At many places of business today, the HR office has a high level of focus on corporate health and wellness. This has become a major point of emphasis as business leaders have realized the value of wellness. People who are healthy are far more likely to remain engaged and productive than people who aren’t.
However, promoting wellness is not as simple as merely doling out advice about eating well and exercising. Physical health is certainly important, but it’s only one small piece of a much larger puzzle.
One aspect that often goes overlooked is people’s financial health. When people have their money matters in order, they’re much better equipped to stay focused and productive each day. If finances are troubling them, not so much.
We typically overlook this problem, but according to Employee Benefit News, there’s data to prove that it’s very real. Recent survey data from the Consumer Financial Protection Bureau shows that when an employee suffers from severe financial stress, it costs the employer between $5,000 and $7,000 per year in lost productivity.
Given the staggering amount that companies stand to lose to financial wellness concerns, it makes sense to invest in addressing them. And EBN indeed reports that many companies are. The news source published the results of a January 2015 survey of HR decision-makers conducted by Alliant Credit Union, and the key finding was that about 40 percent of employers today are offering some sort of financial wellness program.
That’s just the beginning, though. We’re still only scratching the surface of how financial wellness programs can add value to a business, as Kathy Hall, vice president of business development at Alliant, told EBN.
“Financial wellness in the workplace is in its infancy,” Hall said. “Just as health wellness programs have changed dramatically over the past 10 years, financial wellness programs are being redefined.”
=====
- Things to do -
1 – According to the article on workplace financial wellness, about what share of employers offer some sort of financial wellness program?
2 – Carry on the article on workplace financial wellness from the point where it ends.

Referring expression data
=====
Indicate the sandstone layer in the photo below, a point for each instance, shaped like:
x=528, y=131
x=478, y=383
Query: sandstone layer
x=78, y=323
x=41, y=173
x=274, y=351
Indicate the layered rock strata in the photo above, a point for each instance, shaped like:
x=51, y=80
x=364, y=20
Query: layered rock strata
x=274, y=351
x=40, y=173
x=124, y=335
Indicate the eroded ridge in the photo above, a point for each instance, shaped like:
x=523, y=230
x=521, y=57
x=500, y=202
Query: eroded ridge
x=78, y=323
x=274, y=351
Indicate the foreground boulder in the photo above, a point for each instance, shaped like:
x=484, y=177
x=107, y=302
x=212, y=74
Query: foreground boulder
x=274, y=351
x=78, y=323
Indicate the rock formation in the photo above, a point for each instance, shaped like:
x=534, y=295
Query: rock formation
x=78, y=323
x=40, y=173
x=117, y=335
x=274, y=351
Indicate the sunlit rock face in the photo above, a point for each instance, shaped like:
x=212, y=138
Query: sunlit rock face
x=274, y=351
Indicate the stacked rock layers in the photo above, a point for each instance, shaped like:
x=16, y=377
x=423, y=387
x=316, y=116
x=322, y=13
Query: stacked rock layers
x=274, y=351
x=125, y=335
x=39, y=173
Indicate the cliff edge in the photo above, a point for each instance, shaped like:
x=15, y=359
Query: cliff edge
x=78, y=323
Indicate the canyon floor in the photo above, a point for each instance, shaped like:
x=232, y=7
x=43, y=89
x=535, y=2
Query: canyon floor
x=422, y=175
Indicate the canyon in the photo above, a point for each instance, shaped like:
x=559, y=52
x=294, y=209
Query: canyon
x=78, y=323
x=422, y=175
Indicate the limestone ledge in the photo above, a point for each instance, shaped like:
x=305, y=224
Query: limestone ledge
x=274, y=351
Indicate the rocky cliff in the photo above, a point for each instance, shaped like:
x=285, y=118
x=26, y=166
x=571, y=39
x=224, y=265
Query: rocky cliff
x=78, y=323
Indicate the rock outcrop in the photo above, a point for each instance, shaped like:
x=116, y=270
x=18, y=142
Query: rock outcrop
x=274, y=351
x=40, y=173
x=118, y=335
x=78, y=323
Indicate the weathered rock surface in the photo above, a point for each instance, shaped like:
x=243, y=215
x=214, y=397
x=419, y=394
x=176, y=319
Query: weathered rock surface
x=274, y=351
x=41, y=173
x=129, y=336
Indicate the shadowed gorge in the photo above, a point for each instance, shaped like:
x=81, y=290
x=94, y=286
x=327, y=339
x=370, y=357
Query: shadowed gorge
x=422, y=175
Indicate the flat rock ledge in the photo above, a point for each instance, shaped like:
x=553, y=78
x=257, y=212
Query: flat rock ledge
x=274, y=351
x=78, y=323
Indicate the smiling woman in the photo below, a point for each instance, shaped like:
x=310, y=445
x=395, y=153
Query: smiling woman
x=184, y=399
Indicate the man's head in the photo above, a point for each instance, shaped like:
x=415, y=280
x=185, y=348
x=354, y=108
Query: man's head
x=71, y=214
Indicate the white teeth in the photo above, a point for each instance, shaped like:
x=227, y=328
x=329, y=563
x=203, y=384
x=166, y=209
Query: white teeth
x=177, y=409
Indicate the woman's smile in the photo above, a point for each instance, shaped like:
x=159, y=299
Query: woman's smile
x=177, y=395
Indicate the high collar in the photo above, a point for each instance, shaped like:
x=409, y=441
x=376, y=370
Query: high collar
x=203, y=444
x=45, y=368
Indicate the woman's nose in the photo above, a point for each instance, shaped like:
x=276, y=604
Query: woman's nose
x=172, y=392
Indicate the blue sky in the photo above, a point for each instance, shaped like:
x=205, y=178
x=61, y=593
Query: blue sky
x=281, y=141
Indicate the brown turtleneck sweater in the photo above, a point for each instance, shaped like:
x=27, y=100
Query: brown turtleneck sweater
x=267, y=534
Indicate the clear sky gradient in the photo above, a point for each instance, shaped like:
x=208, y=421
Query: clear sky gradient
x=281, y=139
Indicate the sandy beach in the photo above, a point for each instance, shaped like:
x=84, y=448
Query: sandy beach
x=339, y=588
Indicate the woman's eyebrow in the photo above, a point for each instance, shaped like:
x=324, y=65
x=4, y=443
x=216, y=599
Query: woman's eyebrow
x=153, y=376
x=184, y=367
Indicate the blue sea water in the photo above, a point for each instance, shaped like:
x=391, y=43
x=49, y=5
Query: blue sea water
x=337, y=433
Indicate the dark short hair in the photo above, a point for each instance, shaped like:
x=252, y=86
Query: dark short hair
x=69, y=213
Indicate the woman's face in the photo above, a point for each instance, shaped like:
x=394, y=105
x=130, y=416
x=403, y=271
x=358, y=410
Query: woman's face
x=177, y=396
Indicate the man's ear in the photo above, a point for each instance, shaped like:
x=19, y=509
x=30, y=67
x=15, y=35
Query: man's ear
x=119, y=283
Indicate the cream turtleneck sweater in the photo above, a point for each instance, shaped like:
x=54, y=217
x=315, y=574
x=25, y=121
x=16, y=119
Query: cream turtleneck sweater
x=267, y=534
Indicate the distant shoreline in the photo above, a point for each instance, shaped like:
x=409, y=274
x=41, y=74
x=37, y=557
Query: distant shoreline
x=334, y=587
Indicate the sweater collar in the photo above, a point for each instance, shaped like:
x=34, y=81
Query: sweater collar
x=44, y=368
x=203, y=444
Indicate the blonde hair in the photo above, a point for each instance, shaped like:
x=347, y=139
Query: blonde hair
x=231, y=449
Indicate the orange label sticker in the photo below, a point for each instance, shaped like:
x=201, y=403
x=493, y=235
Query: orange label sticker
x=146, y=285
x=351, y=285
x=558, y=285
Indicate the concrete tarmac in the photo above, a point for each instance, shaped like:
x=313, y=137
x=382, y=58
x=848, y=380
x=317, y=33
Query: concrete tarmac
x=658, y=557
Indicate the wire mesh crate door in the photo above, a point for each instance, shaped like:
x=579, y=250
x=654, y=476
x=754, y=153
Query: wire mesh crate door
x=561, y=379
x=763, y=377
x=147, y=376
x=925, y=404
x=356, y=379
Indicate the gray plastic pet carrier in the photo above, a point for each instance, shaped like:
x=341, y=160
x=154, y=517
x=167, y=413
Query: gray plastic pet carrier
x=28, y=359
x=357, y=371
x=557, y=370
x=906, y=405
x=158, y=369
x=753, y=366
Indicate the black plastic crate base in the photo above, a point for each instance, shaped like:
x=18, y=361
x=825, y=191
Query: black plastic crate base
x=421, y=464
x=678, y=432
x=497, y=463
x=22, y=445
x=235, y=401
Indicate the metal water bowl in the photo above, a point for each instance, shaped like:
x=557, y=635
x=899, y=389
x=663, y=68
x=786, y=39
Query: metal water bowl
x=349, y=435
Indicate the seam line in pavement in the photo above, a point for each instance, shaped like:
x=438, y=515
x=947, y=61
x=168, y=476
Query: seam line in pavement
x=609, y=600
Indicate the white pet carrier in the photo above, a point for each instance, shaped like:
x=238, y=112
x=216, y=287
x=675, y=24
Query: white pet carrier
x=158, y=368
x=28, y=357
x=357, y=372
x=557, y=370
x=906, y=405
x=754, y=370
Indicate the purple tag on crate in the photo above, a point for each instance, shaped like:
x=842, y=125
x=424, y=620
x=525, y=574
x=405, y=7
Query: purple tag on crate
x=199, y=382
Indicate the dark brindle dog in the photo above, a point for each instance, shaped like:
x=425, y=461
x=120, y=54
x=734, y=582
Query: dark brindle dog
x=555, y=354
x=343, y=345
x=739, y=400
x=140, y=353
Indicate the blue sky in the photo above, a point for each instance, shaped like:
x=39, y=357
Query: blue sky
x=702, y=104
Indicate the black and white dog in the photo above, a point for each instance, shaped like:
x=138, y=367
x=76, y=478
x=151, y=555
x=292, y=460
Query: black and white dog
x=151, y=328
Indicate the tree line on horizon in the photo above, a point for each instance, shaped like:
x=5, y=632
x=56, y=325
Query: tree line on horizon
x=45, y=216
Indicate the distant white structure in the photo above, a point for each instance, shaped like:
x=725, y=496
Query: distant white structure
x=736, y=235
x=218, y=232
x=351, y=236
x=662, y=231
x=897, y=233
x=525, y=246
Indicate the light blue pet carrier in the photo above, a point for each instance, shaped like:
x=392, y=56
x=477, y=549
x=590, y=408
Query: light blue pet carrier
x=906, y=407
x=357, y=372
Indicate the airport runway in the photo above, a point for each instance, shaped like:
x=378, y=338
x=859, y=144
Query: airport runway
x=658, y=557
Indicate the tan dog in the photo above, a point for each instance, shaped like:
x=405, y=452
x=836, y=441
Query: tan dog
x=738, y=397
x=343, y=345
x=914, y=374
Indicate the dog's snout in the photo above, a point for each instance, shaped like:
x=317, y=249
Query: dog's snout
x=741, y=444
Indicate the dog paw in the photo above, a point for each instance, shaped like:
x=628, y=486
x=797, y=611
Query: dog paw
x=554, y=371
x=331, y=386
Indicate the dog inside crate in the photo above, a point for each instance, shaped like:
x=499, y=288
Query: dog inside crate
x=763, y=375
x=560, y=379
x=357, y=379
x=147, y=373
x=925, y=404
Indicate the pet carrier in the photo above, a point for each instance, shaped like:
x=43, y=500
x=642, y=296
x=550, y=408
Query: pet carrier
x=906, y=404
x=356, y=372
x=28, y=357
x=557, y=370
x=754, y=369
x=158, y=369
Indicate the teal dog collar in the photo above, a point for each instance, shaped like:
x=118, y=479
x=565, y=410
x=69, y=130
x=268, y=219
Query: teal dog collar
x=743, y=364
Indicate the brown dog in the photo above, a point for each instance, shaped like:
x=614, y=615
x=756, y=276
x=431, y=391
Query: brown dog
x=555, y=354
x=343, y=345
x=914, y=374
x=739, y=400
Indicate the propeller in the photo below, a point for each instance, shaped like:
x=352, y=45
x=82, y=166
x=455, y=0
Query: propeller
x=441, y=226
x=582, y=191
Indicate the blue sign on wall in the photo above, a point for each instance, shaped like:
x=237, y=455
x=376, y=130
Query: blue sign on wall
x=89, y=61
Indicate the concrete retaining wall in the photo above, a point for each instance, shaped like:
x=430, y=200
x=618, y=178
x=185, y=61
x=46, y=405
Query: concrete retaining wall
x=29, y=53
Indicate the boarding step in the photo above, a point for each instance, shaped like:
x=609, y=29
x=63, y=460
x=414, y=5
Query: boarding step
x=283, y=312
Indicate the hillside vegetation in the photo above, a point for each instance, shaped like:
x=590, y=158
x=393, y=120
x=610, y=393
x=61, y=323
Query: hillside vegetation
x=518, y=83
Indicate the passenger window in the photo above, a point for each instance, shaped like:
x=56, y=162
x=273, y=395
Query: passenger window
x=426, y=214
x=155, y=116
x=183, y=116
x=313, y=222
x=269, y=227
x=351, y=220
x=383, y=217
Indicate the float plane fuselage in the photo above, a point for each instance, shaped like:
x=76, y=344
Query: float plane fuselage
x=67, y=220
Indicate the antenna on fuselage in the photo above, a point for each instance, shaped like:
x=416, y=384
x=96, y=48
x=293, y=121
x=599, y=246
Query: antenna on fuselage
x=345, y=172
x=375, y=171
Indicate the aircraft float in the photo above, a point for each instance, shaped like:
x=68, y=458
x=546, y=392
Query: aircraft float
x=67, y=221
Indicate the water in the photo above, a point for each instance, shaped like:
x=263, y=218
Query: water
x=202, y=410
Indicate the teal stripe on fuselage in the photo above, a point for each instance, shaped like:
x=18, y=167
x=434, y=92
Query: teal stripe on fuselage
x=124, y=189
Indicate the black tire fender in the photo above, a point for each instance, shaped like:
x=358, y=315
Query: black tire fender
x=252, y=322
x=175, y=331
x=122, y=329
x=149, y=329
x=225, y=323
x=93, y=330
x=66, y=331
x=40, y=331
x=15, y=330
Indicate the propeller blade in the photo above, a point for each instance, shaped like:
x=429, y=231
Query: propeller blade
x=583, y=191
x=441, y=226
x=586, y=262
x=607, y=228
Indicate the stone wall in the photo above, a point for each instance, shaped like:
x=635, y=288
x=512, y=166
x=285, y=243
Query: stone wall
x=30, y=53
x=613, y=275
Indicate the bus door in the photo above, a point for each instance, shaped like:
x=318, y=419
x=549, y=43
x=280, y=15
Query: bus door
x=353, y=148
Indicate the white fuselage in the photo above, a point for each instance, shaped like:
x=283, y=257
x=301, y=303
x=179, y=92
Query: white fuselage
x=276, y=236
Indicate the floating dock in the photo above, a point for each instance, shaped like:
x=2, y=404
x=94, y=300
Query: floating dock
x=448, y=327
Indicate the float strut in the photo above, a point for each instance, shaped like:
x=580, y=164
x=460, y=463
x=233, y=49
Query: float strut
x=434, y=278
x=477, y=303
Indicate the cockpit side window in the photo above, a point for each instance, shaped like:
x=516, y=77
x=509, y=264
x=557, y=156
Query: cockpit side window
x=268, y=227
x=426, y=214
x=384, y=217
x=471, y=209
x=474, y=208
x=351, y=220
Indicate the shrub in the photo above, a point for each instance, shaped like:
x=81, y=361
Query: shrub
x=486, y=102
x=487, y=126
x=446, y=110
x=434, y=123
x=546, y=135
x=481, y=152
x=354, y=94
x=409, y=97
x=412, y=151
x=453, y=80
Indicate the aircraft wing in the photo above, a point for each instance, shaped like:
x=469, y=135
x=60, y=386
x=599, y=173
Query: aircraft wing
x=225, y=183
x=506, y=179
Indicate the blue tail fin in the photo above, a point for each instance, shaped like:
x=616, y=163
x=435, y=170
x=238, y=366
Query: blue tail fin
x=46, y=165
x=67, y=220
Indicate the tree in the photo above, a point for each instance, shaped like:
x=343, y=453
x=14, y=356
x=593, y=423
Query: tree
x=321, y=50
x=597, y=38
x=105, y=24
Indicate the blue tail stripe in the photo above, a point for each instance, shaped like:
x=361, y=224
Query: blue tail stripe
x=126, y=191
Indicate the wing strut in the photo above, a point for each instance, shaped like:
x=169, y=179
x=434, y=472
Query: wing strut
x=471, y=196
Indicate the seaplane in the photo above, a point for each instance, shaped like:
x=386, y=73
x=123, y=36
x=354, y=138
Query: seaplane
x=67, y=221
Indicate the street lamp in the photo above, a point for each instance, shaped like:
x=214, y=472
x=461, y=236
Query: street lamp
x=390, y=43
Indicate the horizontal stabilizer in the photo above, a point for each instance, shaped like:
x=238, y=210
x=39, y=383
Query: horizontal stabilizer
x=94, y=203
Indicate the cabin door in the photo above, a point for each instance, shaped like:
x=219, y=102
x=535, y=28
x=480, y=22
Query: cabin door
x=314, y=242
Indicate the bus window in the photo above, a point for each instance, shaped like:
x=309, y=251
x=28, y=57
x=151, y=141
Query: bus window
=====
- Answers given -
1 – About 40 percent.

2 –
Companies are still looking for new ways to empower their people and dramatically improve their financial wellness. Below are five strategies that just might work:
Focus on retirement planning
People need to balance their short-term financial plans with their long-term ones, which can be difficult. Many people have no idea what shape they’re in for retirement. It’s time to help them.
Help track medical costs
The cost of healthcare is rapidly spiraling out of control. Employees need to be very careful that every dollar they spend is allocated wisely.
Design confidential self-assessments
It’s common for people to be hesitant about sharing their finances with others. They do need to assess their health, though. Perhaps the best way to go is to offer employee assistance programs that include confidential, one-on-one coaching.
Assistance with setting and meeting goals
Above all, what people need is to be goal-oriented. With each paycheck, how much should they spend, and how much should they save? A good EAP can help with setting and meeting such goals.
Programs for investment planning
For those employees who have enough money tucked away that they can afford to invest some, they’d certainly benefit from some advice on exactly how to do so. Investment planning is complicated, but a little guidance at work can go a long way toward simplifying it.